Problem requirements → Render everything below, from the line that contains "the white plastic" down to the line that contains "(1036, 325)", as a Markdown table with the columns Row and Item line. Number each line in order and leave out any blank lines.
+++++
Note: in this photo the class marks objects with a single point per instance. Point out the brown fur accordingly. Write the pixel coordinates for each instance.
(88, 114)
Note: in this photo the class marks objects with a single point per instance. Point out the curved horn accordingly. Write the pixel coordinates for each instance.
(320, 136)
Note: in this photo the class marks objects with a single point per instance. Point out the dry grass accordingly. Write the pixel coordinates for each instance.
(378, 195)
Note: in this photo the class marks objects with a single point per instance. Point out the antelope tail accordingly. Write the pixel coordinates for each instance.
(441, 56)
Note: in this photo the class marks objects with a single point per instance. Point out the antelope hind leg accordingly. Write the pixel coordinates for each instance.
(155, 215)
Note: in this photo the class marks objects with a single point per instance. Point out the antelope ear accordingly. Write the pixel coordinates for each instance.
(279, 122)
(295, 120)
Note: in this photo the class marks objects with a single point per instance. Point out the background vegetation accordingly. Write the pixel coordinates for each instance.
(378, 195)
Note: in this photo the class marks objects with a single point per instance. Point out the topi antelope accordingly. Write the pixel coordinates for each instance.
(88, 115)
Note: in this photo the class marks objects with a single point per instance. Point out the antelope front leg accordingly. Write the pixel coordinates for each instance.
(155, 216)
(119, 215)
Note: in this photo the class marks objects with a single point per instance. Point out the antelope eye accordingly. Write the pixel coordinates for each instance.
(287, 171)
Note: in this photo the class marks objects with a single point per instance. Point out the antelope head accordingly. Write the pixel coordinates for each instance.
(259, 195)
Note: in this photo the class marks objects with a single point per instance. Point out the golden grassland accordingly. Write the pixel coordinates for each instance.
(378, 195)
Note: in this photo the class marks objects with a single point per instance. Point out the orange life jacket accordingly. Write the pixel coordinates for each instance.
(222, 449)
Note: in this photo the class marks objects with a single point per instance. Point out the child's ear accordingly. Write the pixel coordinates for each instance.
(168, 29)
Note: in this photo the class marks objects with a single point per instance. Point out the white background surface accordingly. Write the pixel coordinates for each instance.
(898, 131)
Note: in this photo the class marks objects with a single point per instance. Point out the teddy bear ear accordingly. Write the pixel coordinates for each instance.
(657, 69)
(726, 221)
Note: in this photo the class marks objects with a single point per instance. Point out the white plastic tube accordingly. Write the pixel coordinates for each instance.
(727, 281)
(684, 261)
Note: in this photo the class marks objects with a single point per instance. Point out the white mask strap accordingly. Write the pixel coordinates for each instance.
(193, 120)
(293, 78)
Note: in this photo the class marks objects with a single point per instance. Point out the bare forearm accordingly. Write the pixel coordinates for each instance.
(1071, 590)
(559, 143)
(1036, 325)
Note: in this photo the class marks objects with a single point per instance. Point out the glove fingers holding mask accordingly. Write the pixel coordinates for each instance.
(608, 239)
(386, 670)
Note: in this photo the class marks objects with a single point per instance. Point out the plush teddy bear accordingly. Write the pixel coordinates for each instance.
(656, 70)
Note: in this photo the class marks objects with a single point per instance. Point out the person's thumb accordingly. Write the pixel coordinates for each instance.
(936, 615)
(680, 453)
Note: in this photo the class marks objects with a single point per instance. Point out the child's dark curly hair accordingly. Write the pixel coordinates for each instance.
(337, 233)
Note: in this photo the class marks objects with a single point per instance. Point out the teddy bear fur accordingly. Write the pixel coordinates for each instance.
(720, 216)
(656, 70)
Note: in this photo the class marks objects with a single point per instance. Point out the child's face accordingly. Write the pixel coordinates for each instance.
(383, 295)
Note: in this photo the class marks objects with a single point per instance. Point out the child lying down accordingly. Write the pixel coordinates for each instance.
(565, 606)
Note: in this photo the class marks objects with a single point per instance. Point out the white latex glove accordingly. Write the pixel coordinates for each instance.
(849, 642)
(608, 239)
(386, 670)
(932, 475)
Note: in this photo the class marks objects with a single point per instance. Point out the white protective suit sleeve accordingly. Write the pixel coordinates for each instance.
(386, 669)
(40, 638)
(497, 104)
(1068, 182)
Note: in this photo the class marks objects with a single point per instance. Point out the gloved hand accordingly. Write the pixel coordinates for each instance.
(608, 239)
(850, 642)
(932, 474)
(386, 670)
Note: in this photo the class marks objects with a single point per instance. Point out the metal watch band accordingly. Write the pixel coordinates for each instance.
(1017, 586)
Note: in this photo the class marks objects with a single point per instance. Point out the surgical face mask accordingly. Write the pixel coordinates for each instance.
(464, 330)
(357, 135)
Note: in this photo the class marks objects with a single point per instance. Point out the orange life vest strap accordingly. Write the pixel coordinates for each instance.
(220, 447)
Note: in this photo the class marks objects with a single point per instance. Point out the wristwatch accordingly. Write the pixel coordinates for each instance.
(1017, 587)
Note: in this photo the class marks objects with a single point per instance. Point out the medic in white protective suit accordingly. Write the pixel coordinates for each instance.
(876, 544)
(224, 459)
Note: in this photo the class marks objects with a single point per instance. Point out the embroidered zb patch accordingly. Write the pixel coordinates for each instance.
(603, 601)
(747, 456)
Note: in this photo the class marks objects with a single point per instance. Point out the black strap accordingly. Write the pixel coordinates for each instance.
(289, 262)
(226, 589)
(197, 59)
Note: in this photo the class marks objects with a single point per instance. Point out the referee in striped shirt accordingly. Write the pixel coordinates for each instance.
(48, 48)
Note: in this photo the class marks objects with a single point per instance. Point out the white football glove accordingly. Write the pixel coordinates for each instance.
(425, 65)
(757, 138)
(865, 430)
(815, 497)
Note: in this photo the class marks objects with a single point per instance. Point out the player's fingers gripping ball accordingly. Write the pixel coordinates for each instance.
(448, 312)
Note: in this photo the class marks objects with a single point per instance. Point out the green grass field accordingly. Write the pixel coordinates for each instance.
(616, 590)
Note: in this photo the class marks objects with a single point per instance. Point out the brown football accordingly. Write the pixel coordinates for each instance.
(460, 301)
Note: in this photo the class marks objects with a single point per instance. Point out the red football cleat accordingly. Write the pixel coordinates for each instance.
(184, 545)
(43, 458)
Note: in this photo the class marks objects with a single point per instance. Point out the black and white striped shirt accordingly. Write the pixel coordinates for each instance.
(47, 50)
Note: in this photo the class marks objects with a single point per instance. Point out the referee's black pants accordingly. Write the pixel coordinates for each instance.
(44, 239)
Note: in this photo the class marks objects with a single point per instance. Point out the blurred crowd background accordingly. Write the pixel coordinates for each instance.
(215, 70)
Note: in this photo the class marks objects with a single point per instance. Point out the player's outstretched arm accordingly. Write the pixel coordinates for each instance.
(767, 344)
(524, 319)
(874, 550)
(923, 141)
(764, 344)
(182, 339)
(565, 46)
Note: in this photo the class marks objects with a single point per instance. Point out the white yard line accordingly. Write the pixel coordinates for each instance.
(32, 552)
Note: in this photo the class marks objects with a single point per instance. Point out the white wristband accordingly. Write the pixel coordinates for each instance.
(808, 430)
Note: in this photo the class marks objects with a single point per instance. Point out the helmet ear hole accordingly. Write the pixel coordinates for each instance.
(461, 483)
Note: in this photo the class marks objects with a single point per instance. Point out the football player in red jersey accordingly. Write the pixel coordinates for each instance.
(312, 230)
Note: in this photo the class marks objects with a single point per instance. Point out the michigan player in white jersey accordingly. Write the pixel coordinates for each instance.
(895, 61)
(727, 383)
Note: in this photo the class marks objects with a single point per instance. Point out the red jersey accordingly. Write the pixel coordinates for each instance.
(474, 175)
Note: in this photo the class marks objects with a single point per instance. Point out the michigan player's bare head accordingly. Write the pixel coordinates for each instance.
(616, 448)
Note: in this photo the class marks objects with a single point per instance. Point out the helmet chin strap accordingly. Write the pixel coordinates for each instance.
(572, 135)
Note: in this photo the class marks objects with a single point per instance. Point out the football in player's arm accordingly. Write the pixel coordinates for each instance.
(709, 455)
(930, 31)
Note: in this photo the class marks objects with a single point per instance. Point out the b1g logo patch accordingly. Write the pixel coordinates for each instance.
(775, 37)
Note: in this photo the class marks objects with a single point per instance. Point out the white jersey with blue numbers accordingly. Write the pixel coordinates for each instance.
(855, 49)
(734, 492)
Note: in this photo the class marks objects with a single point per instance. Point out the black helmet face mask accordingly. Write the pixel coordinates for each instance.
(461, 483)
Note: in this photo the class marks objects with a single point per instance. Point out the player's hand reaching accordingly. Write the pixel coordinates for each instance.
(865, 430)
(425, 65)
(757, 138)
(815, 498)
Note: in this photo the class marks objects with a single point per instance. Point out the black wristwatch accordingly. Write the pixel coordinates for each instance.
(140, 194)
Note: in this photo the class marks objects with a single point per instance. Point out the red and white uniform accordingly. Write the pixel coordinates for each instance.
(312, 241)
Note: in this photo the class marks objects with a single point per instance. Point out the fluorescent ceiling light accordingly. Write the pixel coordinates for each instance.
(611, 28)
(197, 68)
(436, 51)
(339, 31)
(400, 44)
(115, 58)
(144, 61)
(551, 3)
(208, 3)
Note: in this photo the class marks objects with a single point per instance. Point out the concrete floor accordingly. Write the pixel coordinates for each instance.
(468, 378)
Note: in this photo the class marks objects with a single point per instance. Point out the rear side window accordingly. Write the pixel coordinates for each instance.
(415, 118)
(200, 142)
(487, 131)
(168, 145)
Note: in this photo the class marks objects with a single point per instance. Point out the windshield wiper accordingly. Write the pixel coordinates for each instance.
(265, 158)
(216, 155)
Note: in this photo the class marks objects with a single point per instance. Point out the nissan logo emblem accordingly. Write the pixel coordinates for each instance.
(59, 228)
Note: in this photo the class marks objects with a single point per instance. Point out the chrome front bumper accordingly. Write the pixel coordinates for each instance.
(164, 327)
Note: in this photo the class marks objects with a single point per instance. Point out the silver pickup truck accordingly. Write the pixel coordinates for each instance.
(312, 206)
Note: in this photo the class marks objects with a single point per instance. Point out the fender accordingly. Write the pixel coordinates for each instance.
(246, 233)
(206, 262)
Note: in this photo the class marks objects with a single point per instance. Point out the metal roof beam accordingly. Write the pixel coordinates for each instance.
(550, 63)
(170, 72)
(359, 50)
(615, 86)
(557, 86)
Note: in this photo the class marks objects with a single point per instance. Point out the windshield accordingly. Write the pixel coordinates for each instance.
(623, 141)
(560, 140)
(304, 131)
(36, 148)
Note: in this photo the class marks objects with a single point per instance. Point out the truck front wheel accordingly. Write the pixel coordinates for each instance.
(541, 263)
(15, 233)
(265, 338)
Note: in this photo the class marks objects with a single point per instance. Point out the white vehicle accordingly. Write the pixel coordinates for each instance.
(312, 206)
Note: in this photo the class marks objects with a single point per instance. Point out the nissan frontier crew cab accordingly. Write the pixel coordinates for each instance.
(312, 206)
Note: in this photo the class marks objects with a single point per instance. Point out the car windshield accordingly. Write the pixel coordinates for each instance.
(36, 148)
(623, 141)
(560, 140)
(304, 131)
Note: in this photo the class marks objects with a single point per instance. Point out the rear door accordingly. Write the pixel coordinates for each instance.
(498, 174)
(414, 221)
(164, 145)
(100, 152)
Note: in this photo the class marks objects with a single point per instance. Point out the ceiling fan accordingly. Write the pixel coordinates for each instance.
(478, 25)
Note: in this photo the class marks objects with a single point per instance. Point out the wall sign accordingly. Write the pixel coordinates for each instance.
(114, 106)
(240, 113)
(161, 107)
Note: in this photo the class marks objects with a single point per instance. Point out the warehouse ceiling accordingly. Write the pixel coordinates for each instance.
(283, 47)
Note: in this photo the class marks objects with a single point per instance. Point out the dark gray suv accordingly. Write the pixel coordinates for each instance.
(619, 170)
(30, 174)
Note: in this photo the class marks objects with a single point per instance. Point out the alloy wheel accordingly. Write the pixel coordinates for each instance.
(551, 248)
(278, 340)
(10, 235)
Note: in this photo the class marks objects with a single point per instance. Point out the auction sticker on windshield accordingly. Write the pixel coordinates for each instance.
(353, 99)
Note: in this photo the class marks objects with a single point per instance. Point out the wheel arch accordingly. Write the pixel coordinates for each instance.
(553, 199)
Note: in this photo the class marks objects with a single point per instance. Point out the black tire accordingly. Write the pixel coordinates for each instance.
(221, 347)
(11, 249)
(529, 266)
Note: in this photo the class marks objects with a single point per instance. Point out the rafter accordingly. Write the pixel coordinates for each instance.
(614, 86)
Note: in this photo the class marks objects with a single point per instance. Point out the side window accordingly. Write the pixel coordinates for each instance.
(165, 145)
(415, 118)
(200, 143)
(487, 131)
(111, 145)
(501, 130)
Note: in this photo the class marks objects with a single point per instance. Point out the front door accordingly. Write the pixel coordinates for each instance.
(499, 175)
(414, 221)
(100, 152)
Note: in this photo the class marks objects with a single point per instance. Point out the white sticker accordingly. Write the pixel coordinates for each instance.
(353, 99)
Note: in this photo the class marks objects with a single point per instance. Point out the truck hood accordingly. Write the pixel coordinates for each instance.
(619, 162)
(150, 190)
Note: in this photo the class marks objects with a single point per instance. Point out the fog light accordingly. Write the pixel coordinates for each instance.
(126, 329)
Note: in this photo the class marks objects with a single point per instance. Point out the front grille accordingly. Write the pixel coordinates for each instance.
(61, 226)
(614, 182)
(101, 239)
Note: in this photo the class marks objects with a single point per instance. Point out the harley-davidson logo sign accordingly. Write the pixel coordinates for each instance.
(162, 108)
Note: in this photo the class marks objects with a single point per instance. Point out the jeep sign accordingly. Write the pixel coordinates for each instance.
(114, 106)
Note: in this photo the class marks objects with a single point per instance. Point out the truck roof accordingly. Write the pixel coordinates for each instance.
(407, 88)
+++++
Full output →
| Row | Item line |
|---|---|
| 1 | Note: in this photo the class marks objects with a single point per instance. Point out the white plastic tube accordingly. Write the pixel coordinates for each instance. |
| 2 | (727, 281) |
| 3 | (684, 261) |
| 4 | Note: in this photo the class marks objects with a single point per instance. Point out the white mask strap accordingly. Write the pixel coordinates for each instance. |
| 5 | (193, 120) |
| 6 | (293, 78) |
| 7 | Note: in this photo the class marks objects with a single point per instance. Point out the bare forearm accordingly. Write the pixel coordinates for each instance. |
| 8 | (1071, 590) |
| 9 | (559, 143) |
| 10 | (1036, 325) |